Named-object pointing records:
--- BEGIN ---
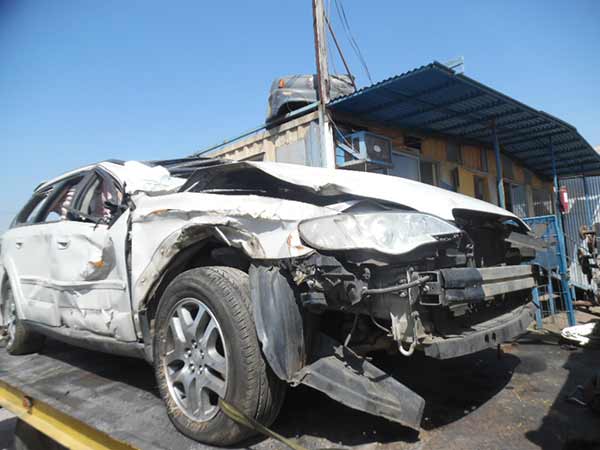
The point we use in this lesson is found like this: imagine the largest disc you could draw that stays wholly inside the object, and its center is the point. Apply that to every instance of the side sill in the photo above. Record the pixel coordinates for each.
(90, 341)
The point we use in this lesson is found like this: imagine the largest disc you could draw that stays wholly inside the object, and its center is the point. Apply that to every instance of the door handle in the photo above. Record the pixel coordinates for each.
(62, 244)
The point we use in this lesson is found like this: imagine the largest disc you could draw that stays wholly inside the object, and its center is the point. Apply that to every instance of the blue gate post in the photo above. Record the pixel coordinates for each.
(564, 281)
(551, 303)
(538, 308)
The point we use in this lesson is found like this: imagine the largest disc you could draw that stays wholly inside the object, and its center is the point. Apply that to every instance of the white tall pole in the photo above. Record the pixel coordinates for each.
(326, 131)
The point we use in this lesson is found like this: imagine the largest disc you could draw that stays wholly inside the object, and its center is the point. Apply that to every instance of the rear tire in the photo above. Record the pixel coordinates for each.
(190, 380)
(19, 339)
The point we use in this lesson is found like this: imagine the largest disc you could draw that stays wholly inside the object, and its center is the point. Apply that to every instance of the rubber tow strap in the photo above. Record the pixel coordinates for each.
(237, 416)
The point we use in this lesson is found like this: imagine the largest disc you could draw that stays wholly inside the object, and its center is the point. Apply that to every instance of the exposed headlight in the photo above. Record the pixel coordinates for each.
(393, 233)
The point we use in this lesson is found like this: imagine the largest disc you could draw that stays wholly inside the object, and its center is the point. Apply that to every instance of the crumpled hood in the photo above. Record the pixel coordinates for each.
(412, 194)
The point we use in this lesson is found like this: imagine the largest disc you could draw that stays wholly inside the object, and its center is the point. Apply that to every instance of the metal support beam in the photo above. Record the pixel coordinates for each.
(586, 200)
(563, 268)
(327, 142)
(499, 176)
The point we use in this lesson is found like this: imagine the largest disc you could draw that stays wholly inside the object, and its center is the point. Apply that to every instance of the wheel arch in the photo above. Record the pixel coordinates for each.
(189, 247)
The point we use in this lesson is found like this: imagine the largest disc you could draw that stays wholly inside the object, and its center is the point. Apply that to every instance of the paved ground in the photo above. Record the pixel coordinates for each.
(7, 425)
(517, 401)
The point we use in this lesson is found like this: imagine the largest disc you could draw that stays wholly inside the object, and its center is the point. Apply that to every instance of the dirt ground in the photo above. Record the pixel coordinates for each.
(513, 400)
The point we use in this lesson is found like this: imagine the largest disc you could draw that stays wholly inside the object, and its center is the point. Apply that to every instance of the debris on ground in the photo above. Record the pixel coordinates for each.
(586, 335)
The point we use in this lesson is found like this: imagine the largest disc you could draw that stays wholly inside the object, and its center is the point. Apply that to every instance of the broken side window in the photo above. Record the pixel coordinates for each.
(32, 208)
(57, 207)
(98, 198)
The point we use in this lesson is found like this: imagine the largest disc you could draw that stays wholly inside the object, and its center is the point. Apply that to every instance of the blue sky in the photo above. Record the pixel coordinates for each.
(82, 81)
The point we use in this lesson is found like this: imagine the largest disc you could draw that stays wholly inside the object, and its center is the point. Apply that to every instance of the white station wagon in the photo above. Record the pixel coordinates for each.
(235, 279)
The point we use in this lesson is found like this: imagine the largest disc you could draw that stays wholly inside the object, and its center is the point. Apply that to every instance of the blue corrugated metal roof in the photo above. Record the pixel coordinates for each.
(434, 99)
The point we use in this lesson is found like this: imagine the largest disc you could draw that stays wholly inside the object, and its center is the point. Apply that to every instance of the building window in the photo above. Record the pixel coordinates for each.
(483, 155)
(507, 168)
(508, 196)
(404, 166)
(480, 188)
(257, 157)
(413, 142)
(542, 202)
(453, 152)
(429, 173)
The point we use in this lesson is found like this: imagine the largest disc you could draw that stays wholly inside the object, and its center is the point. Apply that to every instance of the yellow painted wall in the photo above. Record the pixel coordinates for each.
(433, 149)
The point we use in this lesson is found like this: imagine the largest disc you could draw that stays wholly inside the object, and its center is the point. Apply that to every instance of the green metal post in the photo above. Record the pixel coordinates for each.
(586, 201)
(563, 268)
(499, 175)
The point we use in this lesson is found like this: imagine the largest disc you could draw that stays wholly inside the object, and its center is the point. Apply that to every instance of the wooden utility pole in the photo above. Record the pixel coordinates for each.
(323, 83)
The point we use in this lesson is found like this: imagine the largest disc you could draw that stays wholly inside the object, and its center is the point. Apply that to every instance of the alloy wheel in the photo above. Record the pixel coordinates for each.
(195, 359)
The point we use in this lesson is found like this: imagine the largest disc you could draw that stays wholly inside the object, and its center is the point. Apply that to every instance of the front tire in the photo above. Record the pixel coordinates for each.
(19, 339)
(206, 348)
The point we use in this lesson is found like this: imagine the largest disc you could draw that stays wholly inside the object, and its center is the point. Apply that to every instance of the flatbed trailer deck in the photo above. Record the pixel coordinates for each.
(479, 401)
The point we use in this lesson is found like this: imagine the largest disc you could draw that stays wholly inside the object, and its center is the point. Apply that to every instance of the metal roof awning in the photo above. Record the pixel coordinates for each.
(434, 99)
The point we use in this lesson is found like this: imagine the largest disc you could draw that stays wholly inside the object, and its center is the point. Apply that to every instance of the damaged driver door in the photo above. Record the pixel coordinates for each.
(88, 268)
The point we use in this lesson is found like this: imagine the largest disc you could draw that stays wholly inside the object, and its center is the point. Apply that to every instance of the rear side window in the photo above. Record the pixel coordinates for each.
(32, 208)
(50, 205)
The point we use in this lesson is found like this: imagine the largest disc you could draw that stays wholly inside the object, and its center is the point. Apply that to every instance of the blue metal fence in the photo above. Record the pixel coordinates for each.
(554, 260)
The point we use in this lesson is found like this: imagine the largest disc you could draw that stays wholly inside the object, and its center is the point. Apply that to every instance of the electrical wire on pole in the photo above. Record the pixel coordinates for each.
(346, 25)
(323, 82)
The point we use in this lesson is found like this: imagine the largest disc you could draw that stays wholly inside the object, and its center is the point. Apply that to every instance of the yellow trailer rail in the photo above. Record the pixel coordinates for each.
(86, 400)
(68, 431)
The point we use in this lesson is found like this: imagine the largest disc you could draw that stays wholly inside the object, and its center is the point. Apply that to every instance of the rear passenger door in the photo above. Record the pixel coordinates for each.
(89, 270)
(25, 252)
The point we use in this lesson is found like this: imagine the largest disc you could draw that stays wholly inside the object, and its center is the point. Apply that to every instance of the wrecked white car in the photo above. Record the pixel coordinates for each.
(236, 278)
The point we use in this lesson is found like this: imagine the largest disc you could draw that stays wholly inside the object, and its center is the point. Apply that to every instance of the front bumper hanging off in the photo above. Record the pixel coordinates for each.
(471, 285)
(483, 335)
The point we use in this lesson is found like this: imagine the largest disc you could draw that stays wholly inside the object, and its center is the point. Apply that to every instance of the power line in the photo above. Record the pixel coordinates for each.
--- END ---
TASK BRIEF: Exactly as written, give the line containing "the yellow trailer" and all remaining lines of the records.

EXERCISE RESULT:
The point we use in this lesson is found like this: imagine the largest disc you could draw that stays wholly inside the object, and its center is the point. Apply that to every instance of the yellow trailer rail in the photo above. Record the pixel coordinates for each.
(86, 400)
(68, 431)
The point we use in this lesson is found like this: imagine the largest disc you could draw that stays wholly inside the object, and its center is the point. Apply that to every instance of the rear passenger door in the photo above. Record the pixel coordinates for each.
(89, 270)
(25, 252)
The point we use in this lesson is found like this: imagine the largest disc you could draw that stays wholly inside the object, and its center is the point. Apply that to every instance of the wrecked white car in the photo above. Record the pixel coordinates for each.
(236, 278)
The point we use in this lesson is found like this: imagine the largest disc you could draw that stays wholly inside the object, and its center is the point. Apply that to every instance of the front bumper hanging off in the photo above. Record the pixel coordinates for each.
(471, 285)
(483, 335)
The point we use in this lesson is found like this: imagine the largest disc you could draw that stays wholly inside the object, and its center is the point. Apply that to every instance of the power line in the photo above. Record the pixel coordinates for each.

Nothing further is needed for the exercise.